→ **RECORDS SUPPLIED**:
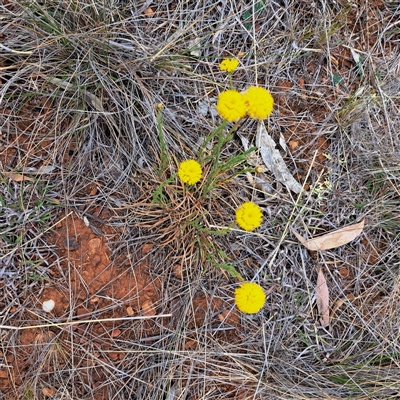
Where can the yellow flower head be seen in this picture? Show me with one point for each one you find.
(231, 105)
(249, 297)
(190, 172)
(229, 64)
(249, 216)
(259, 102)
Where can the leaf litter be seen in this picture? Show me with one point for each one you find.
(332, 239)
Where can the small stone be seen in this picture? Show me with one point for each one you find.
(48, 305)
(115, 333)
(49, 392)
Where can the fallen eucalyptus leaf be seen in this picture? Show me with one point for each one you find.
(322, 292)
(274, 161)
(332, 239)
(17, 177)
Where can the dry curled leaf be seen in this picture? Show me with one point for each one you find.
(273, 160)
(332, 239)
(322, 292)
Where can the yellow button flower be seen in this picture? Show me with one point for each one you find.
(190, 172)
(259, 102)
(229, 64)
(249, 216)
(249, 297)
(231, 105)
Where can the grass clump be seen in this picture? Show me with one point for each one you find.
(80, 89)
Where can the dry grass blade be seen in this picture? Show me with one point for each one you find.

--

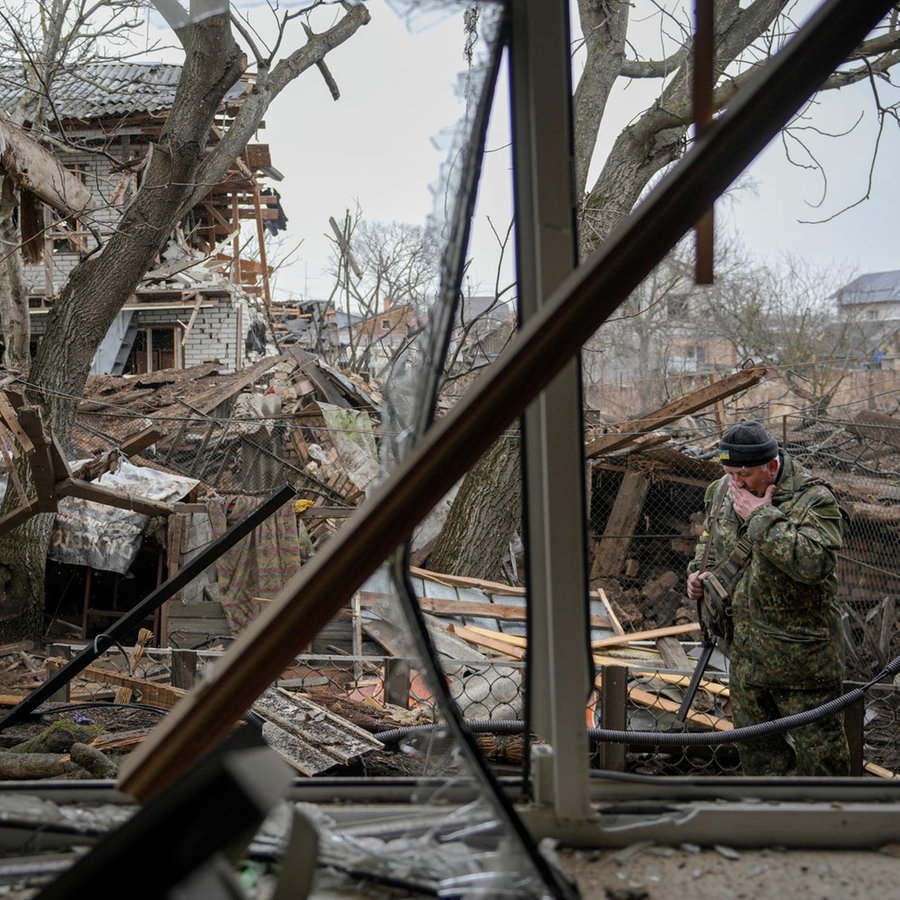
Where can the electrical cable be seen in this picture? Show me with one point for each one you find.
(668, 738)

→ **EXERCISE INSTRUCTIONS**: Among the records above, extract exactly the lines from the line with "Where can the yellow flower" to the line with "Where can the dry grass", both lines included, and leave out the rest.

→ **RESPONSE AREA**:
Where can the yellow flower head be seen in this picture? Show me with one point for each one you find.
(231, 105)
(249, 297)
(190, 172)
(229, 64)
(249, 216)
(259, 102)
Where can the leaf litter be seen in this picture? Show me with one point for each one you find.
(332, 239)
Where can the small stone be seen in this picture? Show me with one point for each one you find.
(48, 305)
(115, 333)
(49, 392)
Where can the fallen eucalyptus leaf be seen in this picture? Show me with one point for each one you find.
(322, 292)
(274, 161)
(332, 239)
(17, 177)
Where can the dry curled leaf be seen in this picture? Show me with one point for each one you find.
(273, 160)
(332, 239)
(322, 292)
Where can the yellow button flower be seen in this picture? Show me with one point for each one you find.
(190, 172)
(259, 102)
(229, 64)
(249, 216)
(249, 297)
(231, 105)
Where can the grass clump be seen in this picture? Show me with one point for each one you find.
(80, 89)
Where can the dry grass blade be seen in this picture? Show me with one point for each one you find.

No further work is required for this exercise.